-- PASSAGE EXTRAIT --
%%

Dans un complément du 14 septembre 2004, le montant des détournements relatifs à la vente d'apatite est estimé à près de 500 millions d'USD, qui pourraient encore se trouver sur les comptes en Suisse des sociétés F.________, O.________ et NW N.________ AG, alors que les opérations pétrolières auraient rapporté 7,750 milliards d'USD. Le cheminement des fonds aurait déjà pu être retracé pour 5 milliards d'USD, les documents requis de la Suisse devant permettre de déterminer le sort du solde.

D.

Invitée à se déterminer sur la transmission des documents bancaires, O.________ a pris position les 21 juillet et 26 novembre 2004, puis le 10 janvier 2005. Elle soutenait que l'enquête pénale était de nature politique et discriminatoire, et que les faits exposés étaient fallacieux, notamment dans la mesure où la différence de prix dans les ventes d'apatite était justifiée par les frais de transport. La transmission devait être limitée aux seules opérations relatives à la vente d'apatite. Se déterminant sur les 30 classeurs de documents sélectionnés par le MPC, O.________ s'est livrée à un examen de détail, concluant à l'inutilité de la majorité des pièces d'exécution.

%%

-- DONNÉES D'ENTRÉE --
%%

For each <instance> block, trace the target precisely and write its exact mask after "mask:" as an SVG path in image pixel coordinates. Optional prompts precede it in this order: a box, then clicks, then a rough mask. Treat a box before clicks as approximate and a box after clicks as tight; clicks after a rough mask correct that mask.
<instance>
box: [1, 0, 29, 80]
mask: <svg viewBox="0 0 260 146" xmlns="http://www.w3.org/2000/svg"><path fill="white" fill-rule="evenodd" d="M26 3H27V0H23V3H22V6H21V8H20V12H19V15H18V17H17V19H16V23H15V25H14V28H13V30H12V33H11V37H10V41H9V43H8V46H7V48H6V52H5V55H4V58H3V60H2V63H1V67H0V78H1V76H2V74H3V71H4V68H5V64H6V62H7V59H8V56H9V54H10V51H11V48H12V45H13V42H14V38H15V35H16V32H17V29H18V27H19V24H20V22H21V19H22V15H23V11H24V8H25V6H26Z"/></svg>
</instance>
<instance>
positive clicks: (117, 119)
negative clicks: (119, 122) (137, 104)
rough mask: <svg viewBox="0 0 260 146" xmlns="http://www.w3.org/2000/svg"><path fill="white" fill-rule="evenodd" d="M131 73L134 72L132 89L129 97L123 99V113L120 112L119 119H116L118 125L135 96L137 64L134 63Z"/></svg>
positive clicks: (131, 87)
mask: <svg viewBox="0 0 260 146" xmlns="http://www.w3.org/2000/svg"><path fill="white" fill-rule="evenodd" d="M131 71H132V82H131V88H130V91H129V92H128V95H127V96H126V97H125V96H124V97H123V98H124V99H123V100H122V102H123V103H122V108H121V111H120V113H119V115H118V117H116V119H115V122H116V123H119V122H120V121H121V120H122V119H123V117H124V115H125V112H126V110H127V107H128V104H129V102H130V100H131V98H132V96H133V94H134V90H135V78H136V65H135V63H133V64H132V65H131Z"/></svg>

%%

-- CONSIGNE RÉDIGÉE 1 --
Selon l'extrait sur la transmission des documents bancaires, pourquoi O.________ jugeait-elle fallacieux l'exposé des faits concernant les ventes d'apatite ? Répondez en une à trois phrases.
-- CONSIGNE RÉDIGÉE 2 --
Modifiez les lignes des enregistrements en partant de celle qui contient "</instance>" et en vous arrêtant après celle qui contient "positive clicks: (131, 87)", en remplaçant "negative clicks" par "negative points" sans rien changer d'autre. Renvoyez uniquement ces lignes.
L'extrait et les enregistrements ne proviennent pas de la même source.

-- CORRIGÉ DE L'EXERCICE 1 --
O.________ soutenait que les faits exposés étaient fallacieux, notamment parce que la différence de prix dans les ventes d'apatite était justifiée par les frais de transport.

-- CORRIGÉ DE L'EXERCICE 2 --
</instance>
<instance>
positive clicks: (117, 119)
negative points: (119, 122) (137, 104)
rough mask: <svg viewBox="0 0 260 146" xmlns="http://www.w3.org/2000/svg"><path fill="white" fill-rule="evenodd" d="M131 73L134 72L132 89L129 97L123 99V113L120 112L119 119H116L118 125L135 96L137 64L134 63Z"/></svg>
positive clicks: (131, 87)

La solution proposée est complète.